RECORDS SUPPLIED »
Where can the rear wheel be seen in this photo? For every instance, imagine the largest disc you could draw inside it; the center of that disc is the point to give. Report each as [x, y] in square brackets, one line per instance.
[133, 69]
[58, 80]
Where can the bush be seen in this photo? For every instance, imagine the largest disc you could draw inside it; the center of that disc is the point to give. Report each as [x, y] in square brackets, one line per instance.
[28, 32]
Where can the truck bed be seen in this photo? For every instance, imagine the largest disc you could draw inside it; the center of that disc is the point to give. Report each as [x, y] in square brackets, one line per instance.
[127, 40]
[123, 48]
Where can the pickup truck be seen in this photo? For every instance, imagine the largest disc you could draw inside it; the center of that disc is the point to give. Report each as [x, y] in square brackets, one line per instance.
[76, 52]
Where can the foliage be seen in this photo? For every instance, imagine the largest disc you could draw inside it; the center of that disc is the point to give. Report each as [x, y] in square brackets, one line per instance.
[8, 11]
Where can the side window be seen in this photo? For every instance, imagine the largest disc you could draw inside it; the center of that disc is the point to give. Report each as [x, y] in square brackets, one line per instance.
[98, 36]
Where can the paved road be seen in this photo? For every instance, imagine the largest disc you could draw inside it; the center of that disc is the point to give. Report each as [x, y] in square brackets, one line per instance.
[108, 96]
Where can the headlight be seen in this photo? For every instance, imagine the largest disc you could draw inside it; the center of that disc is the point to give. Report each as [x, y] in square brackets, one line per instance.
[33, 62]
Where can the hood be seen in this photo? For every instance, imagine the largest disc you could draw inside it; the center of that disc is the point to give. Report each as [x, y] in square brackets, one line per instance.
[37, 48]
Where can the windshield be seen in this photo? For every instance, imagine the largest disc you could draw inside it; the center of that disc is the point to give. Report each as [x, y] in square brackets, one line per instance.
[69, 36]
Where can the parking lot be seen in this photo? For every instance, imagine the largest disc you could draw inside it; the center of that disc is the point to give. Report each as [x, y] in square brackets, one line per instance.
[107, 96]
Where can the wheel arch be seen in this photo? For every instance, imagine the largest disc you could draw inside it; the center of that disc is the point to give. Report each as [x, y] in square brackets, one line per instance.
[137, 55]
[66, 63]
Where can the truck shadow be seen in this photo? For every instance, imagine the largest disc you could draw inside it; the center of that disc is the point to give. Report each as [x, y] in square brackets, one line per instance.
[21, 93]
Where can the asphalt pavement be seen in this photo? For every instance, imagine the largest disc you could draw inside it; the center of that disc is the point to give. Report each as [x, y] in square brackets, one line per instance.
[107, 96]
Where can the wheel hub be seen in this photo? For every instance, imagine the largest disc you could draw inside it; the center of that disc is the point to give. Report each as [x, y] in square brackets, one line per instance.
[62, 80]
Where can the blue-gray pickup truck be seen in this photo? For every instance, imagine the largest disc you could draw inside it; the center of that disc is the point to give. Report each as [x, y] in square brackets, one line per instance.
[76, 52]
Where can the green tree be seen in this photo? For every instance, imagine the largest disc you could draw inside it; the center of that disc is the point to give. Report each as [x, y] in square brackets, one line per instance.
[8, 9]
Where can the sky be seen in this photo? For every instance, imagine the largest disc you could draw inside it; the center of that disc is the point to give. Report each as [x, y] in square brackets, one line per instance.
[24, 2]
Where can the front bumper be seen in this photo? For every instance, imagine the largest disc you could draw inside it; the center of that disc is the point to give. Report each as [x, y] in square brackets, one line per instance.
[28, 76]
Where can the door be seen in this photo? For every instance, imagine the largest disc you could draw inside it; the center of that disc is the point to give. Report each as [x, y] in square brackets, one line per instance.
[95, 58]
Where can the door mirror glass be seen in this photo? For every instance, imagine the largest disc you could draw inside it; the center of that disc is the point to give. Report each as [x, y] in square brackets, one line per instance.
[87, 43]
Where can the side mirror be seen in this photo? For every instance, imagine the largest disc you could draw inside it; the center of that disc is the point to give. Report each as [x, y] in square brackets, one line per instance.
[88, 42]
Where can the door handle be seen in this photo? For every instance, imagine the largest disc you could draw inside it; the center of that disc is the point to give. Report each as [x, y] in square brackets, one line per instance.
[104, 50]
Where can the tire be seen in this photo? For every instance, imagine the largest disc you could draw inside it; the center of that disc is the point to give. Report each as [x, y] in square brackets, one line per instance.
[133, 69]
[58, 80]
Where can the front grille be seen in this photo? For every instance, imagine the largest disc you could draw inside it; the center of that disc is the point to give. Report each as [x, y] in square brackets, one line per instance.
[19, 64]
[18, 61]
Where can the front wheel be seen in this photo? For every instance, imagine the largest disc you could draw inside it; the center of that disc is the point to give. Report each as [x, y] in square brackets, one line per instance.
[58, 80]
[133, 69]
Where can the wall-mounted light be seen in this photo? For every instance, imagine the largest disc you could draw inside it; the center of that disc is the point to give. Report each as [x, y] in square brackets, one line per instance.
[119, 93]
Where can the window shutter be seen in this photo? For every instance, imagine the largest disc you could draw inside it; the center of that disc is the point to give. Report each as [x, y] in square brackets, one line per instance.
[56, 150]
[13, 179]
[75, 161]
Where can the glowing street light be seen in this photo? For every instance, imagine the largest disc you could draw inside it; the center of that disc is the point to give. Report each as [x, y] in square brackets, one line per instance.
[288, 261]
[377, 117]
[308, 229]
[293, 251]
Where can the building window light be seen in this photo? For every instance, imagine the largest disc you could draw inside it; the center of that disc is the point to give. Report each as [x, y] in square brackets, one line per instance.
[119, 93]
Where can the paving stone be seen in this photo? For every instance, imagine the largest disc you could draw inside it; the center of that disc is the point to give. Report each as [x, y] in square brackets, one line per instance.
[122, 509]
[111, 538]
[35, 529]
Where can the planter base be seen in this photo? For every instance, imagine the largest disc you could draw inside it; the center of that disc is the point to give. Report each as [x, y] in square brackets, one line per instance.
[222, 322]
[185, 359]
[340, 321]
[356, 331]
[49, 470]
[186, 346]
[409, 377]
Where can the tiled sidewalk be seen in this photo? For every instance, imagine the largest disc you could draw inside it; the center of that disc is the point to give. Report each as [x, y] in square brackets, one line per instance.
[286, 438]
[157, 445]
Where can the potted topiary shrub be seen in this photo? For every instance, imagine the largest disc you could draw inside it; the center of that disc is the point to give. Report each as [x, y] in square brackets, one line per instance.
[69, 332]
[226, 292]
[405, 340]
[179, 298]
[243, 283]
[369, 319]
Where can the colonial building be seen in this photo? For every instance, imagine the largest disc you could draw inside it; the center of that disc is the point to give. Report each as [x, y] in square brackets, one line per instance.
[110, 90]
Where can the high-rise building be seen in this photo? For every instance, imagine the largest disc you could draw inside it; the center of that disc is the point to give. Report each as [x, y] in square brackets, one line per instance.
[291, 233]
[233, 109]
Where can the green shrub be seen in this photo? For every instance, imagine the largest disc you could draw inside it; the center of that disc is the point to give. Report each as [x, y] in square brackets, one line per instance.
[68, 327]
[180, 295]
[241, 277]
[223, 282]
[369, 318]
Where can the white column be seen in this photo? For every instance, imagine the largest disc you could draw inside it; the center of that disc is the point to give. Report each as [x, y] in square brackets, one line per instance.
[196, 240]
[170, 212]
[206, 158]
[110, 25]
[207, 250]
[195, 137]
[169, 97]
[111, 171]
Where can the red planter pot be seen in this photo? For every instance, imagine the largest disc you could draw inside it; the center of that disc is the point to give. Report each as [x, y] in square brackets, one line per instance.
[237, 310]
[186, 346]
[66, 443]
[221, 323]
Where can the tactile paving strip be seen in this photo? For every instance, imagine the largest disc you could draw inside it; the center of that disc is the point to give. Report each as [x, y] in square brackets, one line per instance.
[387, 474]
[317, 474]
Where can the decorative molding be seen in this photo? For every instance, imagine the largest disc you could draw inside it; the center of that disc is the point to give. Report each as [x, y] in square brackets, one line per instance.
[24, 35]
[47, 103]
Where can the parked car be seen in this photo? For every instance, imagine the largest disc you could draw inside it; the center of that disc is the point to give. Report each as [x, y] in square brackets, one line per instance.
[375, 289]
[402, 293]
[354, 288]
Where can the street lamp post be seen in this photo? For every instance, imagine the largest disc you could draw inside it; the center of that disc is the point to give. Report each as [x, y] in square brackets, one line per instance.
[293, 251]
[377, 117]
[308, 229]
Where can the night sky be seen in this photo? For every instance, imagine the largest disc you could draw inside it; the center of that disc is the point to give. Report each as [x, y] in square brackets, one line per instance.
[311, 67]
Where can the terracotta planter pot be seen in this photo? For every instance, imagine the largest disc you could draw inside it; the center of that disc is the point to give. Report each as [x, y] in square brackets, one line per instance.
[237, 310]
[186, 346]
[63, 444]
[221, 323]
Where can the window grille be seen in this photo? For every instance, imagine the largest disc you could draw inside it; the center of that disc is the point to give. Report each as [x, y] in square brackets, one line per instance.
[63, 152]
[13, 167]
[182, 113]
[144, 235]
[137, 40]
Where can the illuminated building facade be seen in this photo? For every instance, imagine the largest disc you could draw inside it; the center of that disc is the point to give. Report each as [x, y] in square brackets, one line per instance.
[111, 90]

TRY IT » Only the lines from the one containing "Where can the tactile" through the last line above belong in your answer. Retype them exactly.

RESULT BELOW »
Where can the tactile paving strip be seen in this photo? For every instance, imagine the largest disc you could draw inside it; the center of that disc is the point to give. Report each as [x, y] in square brackets, one line per instance.
[387, 474]
[317, 474]
Where can the decorative molding be seen in this photo? For every instance, imagine the largest disc you could draw inside it; the center of that disc is the point to give. Report each as [x, y] in square brackets, one line per instance.
[24, 35]
[47, 103]
Where can the parked car be seen in this photo? For every instance, imagine the largest disc you could draw inside it; the center of that disc is the point to give. Report each as [x, y] in square brackets, one line per instance.
[375, 289]
[402, 293]
[354, 288]
Where can the street lamp post be seen in this photo? For every instance, imagine the largest disc you could draw inside it; the center of that disc is the point to give. Report each as [x, y] in square brackets, one line per instance.
[293, 251]
[377, 117]
[308, 229]
Where can the night sky be seen in this photo? For every instance, imagine the largest disc you could draw inside it; the center of that disc is the point to give. Report each as [x, y] in square brackets, one line per instance.
[311, 67]
Where can the terracotta planter pot be seen in this photo? For every instance, imagine the largest disc you could draw inside it; the center of that disc is the point to give. Report each as [x, y] in square brackets, one line per instance.
[237, 310]
[186, 346]
[63, 444]
[221, 323]
Where can the window grille be seen in this photo? For every instance, imagine the largest disc you could draw inside it; the center of that disc is the point to give. Report each as [x, y] in square brackets, one line per instance.
[63, 152]
[13, 167]
[182, 113]
[144, 235]
[137, 40]
Where can the illuminated building facade be seen in this photo? For every instance, imagine the largest disc you could draw inside it; the center of that disc is the point to give. Report each as [x, y] in square brackets, one line per instance.
[111, 90]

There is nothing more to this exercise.